→ **EXERCISE**
From the data below, set down exactly the lines between the one holding "Target: white collared shirt" and the one holding "Target: light blue dress shirt", inclusive, and no others.

→ **DATA EXCERPTS**
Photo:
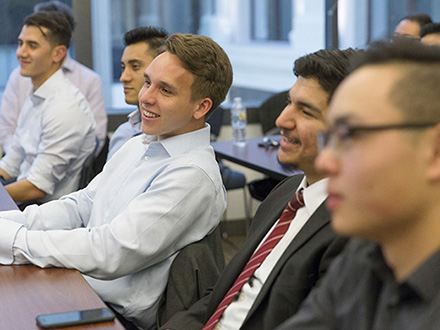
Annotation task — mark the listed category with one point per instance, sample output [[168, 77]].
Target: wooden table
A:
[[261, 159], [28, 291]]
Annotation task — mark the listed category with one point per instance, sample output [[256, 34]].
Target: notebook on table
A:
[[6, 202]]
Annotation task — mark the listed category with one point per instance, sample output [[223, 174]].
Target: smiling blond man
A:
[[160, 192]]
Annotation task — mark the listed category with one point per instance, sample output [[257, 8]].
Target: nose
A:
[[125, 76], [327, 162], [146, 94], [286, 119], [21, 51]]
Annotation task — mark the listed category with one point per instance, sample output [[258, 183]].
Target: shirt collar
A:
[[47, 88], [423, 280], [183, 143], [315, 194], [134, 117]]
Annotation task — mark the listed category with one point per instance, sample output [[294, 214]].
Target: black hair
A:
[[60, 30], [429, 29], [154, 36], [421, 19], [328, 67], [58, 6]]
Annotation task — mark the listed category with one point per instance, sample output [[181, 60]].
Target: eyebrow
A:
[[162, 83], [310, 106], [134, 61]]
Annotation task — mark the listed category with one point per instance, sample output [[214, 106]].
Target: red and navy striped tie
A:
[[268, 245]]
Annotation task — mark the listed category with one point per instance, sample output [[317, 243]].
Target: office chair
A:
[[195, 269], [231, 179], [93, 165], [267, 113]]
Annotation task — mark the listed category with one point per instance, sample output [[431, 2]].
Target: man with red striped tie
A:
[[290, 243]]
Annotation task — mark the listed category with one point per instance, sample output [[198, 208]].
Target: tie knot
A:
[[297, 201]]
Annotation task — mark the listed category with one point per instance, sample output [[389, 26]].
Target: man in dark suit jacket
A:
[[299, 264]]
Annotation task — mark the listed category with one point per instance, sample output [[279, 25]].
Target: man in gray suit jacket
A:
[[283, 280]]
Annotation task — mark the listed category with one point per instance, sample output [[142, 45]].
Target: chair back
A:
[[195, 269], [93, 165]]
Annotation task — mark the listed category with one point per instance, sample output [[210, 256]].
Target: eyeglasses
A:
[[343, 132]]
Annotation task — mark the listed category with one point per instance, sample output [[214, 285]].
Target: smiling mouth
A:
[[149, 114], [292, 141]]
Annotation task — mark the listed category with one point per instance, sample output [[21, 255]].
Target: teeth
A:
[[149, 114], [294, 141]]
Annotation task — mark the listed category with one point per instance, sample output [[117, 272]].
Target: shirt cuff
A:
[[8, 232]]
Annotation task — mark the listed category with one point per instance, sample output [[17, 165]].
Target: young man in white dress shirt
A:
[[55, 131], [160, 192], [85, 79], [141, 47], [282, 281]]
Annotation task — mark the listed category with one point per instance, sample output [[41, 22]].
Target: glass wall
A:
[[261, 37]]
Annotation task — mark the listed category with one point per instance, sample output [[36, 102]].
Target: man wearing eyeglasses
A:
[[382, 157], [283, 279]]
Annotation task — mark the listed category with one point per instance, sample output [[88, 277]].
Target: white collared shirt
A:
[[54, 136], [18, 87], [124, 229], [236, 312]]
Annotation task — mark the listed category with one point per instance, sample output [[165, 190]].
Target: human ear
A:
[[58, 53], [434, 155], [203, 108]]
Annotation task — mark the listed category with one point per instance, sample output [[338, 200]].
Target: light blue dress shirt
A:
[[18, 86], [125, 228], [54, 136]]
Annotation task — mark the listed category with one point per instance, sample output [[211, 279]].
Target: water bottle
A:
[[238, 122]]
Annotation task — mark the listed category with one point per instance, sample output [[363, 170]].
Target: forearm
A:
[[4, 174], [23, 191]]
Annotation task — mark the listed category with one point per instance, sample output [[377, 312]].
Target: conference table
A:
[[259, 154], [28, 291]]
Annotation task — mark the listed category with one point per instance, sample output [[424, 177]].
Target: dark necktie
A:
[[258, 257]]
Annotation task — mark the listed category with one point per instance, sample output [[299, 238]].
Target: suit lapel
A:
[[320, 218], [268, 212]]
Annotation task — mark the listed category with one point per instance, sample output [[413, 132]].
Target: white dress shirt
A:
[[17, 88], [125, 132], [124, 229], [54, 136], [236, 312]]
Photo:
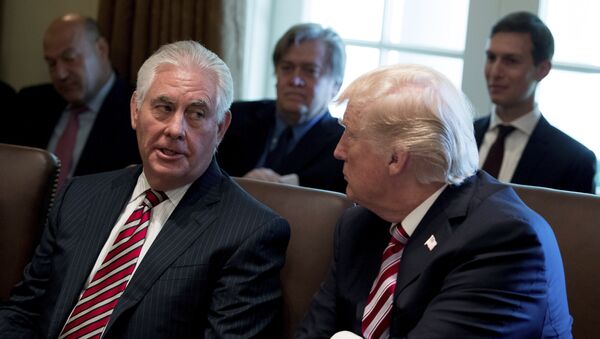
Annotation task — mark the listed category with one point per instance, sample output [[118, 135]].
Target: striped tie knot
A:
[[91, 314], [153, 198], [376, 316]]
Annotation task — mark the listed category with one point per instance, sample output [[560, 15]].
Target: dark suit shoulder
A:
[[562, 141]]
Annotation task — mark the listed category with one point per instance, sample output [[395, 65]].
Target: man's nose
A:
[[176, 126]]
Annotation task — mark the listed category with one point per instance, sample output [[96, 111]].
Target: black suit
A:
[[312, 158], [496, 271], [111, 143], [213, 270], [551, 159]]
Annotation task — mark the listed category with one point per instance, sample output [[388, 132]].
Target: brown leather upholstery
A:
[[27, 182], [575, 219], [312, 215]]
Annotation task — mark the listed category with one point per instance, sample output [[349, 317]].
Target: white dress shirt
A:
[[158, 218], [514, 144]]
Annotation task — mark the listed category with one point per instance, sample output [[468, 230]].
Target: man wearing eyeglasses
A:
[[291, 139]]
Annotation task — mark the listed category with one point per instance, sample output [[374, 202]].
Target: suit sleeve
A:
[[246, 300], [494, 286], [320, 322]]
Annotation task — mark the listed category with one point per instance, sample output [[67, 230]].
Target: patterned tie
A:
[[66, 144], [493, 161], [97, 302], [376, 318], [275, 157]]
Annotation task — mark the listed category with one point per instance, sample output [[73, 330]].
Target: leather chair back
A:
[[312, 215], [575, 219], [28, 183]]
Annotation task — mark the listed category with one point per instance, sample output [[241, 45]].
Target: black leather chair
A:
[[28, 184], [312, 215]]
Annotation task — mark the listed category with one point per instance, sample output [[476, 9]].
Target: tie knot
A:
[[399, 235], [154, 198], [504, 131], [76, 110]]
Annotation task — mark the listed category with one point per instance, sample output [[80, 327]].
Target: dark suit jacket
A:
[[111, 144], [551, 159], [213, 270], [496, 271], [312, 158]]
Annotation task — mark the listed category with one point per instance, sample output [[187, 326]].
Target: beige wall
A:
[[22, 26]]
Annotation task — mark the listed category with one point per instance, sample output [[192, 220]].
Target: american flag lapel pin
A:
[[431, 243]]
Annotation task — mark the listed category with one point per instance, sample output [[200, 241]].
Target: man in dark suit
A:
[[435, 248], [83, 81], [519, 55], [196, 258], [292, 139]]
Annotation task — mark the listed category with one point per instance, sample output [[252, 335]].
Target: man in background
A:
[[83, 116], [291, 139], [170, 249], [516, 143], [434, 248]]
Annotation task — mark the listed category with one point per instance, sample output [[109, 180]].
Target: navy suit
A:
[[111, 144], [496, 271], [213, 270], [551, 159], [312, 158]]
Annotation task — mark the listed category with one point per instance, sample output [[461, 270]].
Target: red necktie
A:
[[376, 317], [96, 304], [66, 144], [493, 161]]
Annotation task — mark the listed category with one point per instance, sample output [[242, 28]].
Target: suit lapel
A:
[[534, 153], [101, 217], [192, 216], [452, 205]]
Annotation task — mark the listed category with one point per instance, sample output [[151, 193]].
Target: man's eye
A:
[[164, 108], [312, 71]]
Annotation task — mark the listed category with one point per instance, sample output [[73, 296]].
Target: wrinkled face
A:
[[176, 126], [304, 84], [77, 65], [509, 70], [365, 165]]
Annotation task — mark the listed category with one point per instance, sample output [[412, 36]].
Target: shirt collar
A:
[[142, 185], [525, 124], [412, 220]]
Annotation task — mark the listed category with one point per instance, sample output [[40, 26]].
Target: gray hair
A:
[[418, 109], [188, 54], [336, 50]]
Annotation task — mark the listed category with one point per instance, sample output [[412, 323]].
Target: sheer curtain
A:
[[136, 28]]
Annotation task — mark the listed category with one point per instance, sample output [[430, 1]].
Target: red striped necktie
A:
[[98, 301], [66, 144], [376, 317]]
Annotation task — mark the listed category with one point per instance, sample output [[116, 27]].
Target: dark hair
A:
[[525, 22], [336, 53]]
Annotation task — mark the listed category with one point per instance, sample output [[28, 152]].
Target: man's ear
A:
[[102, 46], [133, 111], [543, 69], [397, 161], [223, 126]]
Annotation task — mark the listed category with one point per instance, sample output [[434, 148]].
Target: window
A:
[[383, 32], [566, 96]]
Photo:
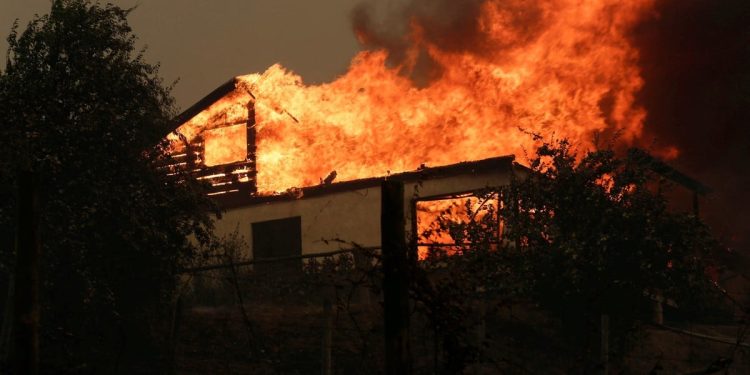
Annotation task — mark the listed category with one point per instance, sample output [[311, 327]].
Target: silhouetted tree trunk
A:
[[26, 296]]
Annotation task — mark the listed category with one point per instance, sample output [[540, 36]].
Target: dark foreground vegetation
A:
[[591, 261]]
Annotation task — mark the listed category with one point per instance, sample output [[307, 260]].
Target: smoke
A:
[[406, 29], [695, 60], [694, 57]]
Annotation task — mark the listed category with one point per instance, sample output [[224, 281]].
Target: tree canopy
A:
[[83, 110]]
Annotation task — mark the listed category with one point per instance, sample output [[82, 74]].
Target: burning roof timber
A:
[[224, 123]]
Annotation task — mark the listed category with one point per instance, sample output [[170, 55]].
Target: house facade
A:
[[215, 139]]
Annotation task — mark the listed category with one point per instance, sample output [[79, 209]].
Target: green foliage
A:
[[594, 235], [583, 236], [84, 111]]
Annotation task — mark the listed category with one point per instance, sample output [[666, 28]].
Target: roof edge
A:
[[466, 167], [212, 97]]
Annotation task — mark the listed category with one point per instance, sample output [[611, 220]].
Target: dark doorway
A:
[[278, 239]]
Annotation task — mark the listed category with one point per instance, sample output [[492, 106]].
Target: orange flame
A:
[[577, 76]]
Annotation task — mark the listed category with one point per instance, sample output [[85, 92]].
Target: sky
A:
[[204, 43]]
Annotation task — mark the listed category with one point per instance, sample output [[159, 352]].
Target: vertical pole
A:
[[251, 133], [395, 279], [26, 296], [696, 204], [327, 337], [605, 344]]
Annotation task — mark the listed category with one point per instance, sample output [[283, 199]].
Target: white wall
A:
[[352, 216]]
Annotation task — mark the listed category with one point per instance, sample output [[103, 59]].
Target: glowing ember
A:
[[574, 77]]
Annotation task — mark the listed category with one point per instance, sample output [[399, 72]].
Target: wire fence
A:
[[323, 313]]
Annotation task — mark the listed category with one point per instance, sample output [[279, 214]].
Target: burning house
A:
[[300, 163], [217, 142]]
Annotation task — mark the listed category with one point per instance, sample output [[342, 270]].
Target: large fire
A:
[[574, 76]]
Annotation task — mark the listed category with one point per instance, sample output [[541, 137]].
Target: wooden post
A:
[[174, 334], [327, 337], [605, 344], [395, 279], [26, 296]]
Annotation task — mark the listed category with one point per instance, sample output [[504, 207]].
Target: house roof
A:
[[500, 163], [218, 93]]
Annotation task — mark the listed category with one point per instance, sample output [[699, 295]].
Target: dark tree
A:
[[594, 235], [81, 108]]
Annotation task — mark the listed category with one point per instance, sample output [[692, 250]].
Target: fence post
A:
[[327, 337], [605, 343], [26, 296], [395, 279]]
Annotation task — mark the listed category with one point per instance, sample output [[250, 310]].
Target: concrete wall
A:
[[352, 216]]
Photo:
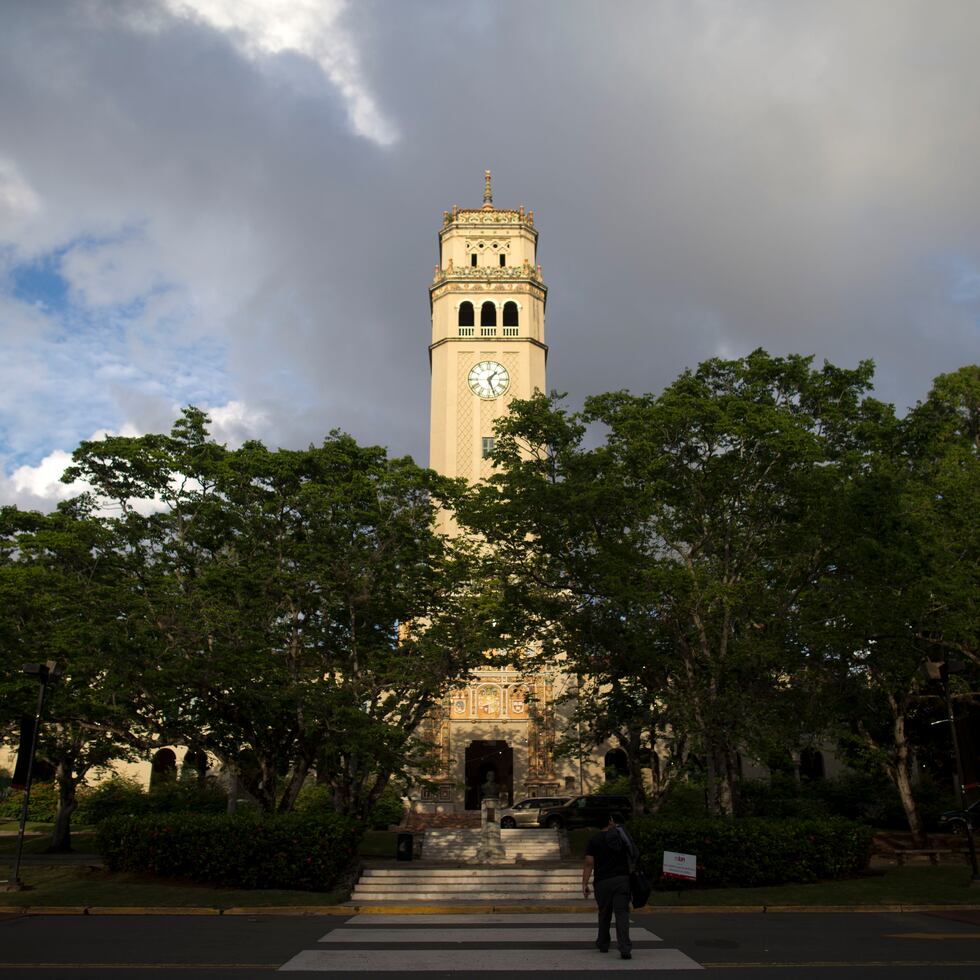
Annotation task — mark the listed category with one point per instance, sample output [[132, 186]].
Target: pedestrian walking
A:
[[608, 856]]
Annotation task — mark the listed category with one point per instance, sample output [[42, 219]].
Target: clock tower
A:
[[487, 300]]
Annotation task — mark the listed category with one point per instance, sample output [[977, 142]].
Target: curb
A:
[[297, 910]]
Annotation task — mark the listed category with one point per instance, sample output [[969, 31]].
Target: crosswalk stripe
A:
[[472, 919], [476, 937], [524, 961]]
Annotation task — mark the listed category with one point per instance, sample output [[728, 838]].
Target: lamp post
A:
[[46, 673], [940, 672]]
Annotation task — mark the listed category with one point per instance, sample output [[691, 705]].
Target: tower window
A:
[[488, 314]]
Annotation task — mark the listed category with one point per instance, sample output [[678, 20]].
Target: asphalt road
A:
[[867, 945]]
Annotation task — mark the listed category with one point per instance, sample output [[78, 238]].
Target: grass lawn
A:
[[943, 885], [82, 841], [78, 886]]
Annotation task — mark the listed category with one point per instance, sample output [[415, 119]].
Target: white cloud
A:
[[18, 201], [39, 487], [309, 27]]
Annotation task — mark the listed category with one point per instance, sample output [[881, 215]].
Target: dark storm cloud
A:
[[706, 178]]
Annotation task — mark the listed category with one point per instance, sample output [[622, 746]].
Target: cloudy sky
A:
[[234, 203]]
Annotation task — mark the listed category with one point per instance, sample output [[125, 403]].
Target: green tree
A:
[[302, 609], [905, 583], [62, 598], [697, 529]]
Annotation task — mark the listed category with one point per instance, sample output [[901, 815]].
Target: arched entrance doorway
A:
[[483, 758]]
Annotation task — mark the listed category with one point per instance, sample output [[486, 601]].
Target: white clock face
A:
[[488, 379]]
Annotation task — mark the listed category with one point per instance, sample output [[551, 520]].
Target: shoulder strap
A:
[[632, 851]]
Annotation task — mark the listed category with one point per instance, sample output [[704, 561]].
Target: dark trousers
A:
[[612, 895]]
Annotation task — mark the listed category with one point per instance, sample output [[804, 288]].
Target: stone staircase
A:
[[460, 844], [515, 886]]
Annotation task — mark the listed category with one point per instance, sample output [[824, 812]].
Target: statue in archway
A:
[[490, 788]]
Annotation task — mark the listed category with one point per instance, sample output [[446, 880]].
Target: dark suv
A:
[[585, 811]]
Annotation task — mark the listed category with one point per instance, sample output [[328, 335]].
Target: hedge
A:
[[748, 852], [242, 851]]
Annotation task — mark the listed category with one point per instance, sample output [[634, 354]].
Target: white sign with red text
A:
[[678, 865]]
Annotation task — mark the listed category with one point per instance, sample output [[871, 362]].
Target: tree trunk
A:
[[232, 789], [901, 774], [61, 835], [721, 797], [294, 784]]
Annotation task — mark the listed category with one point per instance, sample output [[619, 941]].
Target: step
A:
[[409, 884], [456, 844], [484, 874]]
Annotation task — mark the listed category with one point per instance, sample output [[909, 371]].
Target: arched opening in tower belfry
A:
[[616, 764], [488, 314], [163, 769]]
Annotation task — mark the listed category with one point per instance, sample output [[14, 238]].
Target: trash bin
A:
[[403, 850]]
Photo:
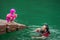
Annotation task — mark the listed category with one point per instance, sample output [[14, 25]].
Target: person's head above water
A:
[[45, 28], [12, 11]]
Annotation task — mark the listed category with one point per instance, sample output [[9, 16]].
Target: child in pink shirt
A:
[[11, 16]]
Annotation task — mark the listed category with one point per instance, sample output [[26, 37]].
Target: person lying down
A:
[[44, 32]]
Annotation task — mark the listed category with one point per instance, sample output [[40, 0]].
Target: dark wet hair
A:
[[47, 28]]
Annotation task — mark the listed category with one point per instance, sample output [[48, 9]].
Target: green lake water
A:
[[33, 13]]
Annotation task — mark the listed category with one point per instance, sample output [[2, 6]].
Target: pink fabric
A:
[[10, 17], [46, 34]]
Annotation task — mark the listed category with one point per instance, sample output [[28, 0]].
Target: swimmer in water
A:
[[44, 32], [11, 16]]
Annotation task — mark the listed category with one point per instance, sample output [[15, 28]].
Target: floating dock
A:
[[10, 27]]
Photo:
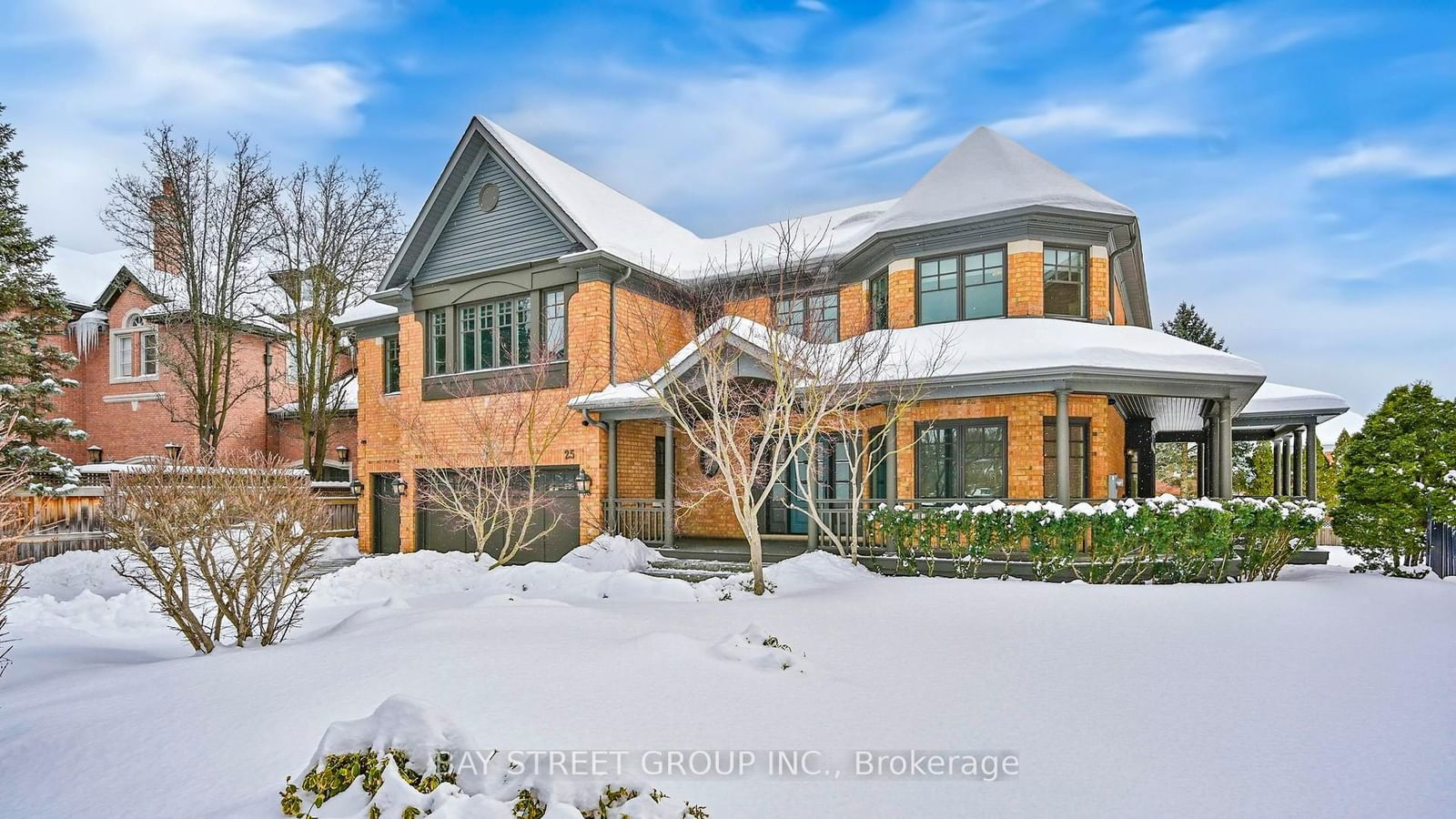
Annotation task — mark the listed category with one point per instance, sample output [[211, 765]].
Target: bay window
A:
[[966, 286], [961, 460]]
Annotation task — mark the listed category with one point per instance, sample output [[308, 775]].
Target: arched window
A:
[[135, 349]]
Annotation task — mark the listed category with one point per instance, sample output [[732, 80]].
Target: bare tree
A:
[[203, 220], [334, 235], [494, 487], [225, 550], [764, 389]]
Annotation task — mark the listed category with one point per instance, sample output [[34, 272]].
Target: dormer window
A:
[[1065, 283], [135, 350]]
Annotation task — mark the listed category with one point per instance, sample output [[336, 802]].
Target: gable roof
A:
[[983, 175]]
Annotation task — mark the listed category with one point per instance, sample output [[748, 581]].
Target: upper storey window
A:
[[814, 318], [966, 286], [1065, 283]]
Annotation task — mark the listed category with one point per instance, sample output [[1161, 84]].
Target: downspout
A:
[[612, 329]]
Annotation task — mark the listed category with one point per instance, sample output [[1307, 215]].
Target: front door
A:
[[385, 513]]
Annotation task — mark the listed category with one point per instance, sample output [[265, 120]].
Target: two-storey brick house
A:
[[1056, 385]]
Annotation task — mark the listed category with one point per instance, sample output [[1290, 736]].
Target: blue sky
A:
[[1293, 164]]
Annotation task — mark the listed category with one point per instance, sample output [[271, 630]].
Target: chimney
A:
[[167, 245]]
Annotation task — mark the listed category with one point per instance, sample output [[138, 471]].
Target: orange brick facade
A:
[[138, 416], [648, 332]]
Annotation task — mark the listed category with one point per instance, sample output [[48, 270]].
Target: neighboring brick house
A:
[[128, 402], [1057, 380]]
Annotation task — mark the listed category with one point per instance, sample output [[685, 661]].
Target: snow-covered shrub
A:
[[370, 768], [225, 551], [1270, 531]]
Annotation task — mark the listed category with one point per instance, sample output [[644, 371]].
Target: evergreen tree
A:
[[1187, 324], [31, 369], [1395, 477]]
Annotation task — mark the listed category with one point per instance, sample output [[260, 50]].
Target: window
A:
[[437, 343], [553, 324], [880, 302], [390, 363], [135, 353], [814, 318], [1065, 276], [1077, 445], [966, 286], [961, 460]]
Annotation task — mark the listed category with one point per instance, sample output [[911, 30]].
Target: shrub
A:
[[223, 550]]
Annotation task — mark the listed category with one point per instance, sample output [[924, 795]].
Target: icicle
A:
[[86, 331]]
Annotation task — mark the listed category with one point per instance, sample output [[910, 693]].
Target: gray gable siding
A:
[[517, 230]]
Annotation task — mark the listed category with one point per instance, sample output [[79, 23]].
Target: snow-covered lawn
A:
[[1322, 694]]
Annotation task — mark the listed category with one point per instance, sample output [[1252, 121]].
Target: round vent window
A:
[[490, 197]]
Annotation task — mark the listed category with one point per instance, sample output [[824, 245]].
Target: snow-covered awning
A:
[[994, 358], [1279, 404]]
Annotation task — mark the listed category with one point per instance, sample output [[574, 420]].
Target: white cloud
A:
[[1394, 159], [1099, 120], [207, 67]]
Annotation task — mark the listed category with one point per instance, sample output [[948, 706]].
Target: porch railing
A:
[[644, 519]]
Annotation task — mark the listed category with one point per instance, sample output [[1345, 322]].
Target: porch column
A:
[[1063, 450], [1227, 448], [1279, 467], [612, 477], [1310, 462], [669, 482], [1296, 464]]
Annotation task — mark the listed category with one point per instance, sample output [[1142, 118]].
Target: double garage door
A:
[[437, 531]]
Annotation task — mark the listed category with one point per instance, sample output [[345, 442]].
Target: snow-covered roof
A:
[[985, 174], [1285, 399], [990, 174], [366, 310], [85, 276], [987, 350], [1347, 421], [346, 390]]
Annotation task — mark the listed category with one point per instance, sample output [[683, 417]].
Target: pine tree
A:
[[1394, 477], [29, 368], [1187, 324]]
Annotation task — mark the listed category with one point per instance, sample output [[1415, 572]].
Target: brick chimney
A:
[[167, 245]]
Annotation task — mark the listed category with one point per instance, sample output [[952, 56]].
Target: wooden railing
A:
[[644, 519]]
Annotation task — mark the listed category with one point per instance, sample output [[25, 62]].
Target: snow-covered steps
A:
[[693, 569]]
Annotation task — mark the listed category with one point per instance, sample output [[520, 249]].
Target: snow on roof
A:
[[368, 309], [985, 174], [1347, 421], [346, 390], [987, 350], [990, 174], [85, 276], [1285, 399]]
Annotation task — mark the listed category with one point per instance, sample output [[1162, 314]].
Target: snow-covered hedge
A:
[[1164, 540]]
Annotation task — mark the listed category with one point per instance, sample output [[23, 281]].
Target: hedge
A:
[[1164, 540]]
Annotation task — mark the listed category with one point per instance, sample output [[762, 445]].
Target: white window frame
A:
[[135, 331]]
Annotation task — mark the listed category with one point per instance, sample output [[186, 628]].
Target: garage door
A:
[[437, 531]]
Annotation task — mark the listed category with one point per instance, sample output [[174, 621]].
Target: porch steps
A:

→ **TASK OUTPUT**
Target: white collared shirt
A:
[[54, 136], [18, 87], [124, 229], [236, 312]]
Annotation task — mark the listed category with one point per instance, sample output [[165, 190]].
Target: human ear
A:
[[58, 53], [434, 155], [203, 108]]
Annotation task — mark the listed category with one point per instance, sample output [[338, 200]].
Target: light blue dress shirt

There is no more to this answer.